### Tekst do analizy
━━━━━━━━━━━━━━━━━━━━

Strona 2 z 3

Re: Niemiecka robota

: 16 sty 2010, 15:06
autor: markfive
monsterk pisze:Dobra ,dobra - Polacy i Anglicy tacy sami partacze są, i nie odbiegają od Niemców

Wiele widziałem i zaryzykuję nawet twierdzenie, że Polacy w tej dziedzinie (o ile istnieje konkurencja - partactwo) są mistrzami świata.
Kiedyś dawno temu w warsztacie o mało nie spadł mi na nogę spory kawał betonu po uderzeniu młotkiem w próg poloneza. Przegnity próg zaklejony był z zewnątrz tekturą i zaklajstrowany biteksem a do środka zalany do pełna zaprawą murarską. Przy sprzedaży auta wyglądało to pewnie tak:
Klient : - panie a blacha to dobra, progi zdrowe ?
Sprzedawca : - panie, gwarantuję, beton nie progi !!

I u nas i gdzie indziej wielu jest ludzi dobrze a nawet perfekcyjnie wykonujących naprawy. Ale nie ma co liczyć na to, że tak naprawiany był każdy samochód niezaleznie od tego czy sprowadzony czy kupiony w kraju.

Re: Niemiecka robota

: 25 sty 2010, 14:27
autor: Austin
Witam!

Podpinam pod temat to co zobaczyłem po piaskowaniu...

Pozdrawiam

Re: Niemiecka robota

: 25 sty 2010, 19:06
autor: _michal_
ten babol to i bez piaskowania był widoczny :mrgreen: :razz:

Re: Niemiecka robota

: 26 sty 2010, 09:59
autor: Austin
Witam!

Właśnie, że nie był! Wszystko było pięknie "uformowane " ;-)
A niespodzianki dopiero wyszły po piaskowaniu...

Pozdrawiam

Re: Niemiecka robota

: 26 sty 2010, 14:45
autor: daniel
flapjck1 pisze:w "brudne jest szybsze" oska na rdze byla przyspawana do lozyska :D

zero pracy wahacza

jak wyszlo to pelnym kompletem :D najlatwiej wyjete lozysko jakie mi sie trafilo :D



z ojcem kiedys lądowalismy na polu, lancią trevi ,mechanik wspanialy przyspawal wahacz na stałe :roll:

Niemiecka robota

: 02 lut 2010, 12:20
autor: markfive
se7ven pisze:...jak u naszych sąsiadów robi się blachę aby auto przeszło TUV.


Nawiązuję do początku tego postu. Sprawa może nie związana z jakością roboty ale istotna jeżeli powołujemy sie na TUV.
Otóż gdy podczas przeglądu zakwestionowany zostaje element karoserii ze wzgledu na ubytki korozyjne lub podejrzenie znacznie posunietej korozji pod lakierem (bąble, parchy itp), to by takie auto przeszło pozytywnie wyznaczoną kolejną kontrolę naprawa blacharska musi pozostać odsłonięta - widoczna. Kontroler DEKRY ocenia skuteczność naprawy na podstawie jakości użytego materiału (nowa blacha, nowa reperaturka, nowy element poszycia) i jakości spawu. Nie mozna podstawić do kontroli samochodu z zaszpachlowanym i polakierowanym kwestionowanym fragmentem.

━━━━━━━━━━━━━━━━━━━━

(Dane do wskazywania punktów na obrazach)
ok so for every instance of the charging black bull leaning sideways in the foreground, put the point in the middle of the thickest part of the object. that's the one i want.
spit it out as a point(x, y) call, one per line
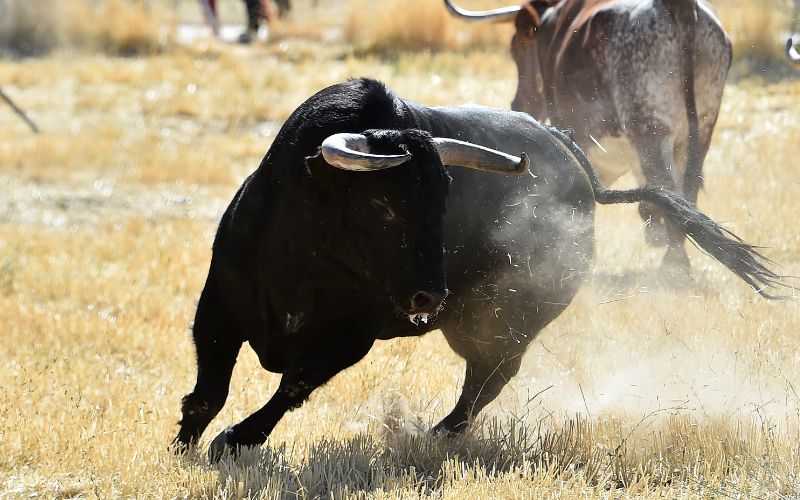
point(312, 264)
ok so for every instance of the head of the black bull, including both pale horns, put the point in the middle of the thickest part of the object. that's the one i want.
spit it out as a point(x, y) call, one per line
point(392, 234)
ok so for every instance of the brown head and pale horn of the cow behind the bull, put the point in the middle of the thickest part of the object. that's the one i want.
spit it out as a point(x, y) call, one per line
point(527, 18)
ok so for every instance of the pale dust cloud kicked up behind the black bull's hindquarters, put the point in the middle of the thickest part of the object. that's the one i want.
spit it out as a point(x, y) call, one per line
point(632, 345)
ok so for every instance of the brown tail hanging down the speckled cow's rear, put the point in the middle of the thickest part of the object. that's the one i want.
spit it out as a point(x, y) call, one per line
point(684, 14)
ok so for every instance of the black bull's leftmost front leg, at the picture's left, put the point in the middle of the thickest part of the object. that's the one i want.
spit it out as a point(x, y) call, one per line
point(216, 355)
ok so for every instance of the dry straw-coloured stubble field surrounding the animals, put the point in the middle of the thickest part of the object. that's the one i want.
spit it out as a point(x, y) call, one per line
point(106, 223)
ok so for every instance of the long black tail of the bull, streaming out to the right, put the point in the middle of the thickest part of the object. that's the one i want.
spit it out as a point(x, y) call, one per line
point(740, 257)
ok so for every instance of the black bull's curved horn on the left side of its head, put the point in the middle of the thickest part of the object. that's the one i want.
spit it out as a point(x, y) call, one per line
point(351, 152)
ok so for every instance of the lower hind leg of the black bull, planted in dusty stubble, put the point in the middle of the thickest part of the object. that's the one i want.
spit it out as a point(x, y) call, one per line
point(483, 381)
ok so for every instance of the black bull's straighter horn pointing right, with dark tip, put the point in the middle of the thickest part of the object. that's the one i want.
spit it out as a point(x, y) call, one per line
point(465, 154)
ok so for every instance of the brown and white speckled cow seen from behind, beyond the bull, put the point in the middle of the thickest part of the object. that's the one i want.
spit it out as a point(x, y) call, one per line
point(624, 68)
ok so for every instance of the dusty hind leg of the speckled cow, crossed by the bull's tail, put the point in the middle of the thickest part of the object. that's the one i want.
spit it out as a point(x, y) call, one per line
point(656, 155)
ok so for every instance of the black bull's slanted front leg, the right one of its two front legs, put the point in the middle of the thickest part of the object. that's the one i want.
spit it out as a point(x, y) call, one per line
point(310, 371)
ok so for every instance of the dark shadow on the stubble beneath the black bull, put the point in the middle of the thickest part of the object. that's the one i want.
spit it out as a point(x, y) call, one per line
point(364, 464)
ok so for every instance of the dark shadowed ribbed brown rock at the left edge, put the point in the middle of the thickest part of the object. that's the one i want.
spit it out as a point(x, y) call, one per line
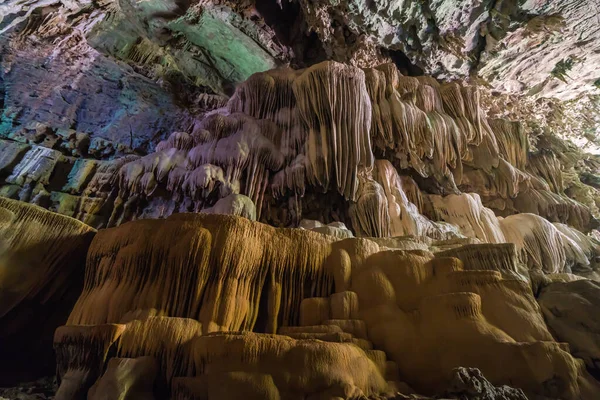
point(42, 259)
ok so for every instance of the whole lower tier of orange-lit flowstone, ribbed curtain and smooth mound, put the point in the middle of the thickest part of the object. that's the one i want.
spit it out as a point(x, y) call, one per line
point(389, 317)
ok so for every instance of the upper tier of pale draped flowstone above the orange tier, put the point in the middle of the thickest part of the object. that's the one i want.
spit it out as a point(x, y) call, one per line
point(382, 153)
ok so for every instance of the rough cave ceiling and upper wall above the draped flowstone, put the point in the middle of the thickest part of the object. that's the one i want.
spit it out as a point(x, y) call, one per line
point(536, 48)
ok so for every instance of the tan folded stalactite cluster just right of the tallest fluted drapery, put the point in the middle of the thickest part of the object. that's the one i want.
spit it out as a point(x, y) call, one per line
point(433, 126)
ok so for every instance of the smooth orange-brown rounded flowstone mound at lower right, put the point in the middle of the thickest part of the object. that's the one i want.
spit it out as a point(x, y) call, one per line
point(408, 318)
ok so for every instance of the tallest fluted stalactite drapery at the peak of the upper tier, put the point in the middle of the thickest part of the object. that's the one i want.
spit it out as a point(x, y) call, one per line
point(334, 104)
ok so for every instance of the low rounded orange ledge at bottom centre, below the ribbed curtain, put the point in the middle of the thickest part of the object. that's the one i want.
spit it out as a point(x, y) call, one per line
point(233, 365)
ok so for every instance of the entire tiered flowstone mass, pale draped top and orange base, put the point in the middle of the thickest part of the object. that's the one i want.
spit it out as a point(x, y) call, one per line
point(459, 222)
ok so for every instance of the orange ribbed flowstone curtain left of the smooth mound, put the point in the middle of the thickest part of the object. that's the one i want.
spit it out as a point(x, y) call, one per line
point(213, 279)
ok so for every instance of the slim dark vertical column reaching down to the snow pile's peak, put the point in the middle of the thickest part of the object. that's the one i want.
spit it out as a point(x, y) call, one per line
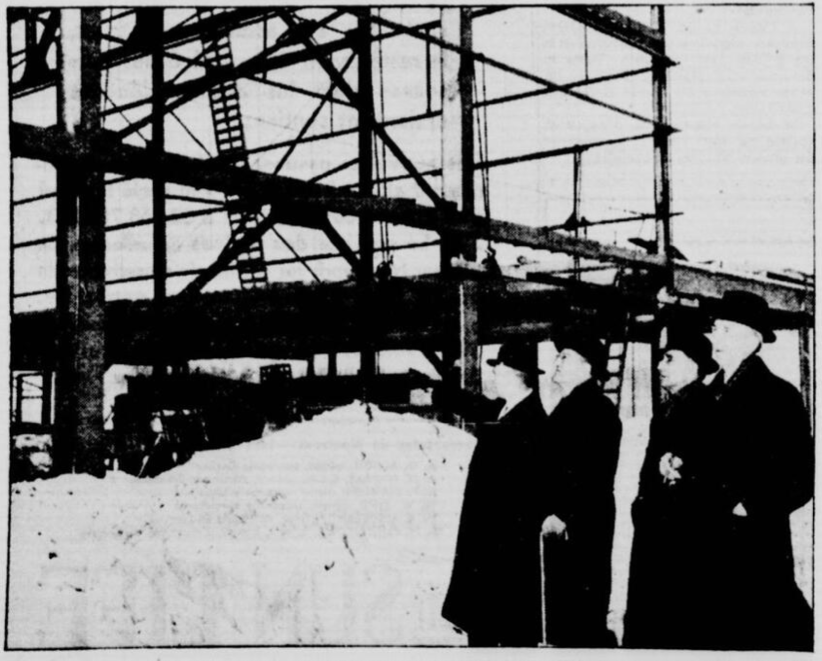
point(365, 277)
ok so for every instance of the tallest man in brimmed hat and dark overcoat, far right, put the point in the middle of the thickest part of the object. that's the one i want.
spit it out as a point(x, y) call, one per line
point(766, 458)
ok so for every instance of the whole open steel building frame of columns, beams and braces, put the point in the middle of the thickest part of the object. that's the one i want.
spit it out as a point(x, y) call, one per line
point(80, 143)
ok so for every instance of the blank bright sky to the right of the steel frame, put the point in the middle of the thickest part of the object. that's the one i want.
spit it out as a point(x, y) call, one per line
point(743, 164)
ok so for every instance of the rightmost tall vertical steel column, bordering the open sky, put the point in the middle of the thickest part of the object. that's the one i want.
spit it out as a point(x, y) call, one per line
point(662, 140)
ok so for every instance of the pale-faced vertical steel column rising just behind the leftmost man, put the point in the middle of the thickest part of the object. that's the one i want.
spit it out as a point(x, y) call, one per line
point(458, 184)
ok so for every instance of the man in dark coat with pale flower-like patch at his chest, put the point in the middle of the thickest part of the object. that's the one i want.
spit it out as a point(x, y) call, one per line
point(674, 570)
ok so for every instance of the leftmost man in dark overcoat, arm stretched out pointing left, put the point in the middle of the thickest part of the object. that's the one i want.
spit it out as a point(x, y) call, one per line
point(494, 592)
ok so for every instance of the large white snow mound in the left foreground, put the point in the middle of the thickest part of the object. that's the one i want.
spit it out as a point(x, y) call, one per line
point(336, 531)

━━━━━━━━━━━━━━━━━━━━

### Ćwiczenie A
Czym według wątku forum o naprawach samochodów był zalany od środka przegnity próg poloneza?
### Ćwiczenie B
Wznów wątek forum o naprawach samochodów, zaczynając tuż po jego ostatnim zdaniu.
Dane pochodzą z innego źródła niż wątek forum o naprawach samochodów.

### Odpowiedź do ćwiczenia A
Próg był zalany do pełna zaprawą murarską.

### Odpowiedź do ćwiczenia B
Często jest tak, że właściciel takiego pojazdu po uzyskaniu akceptacji TUV dalej nic nie robi i jeździ z łatą pomalowaną wyłącznie podkładem.

Częściej jednak albo w ogóle go dalej nie naprawia i wtedy mamy eksport do krajów bardziej liberalnych pod względem przegladów, albo stara się zaklajstrować ubytki przed pierwszym podejściem w nadziei, że kontroler tego nie zauważy.

Tak, że możemy odetchnąć z ulgą. U nas takich problemów nie ma. :grin:

Re: Niemiecka robota

: 20 paź 2011, 11:45
autor: Austin
Witam!

Kolejne "kwiatki" czyli jak grubo można...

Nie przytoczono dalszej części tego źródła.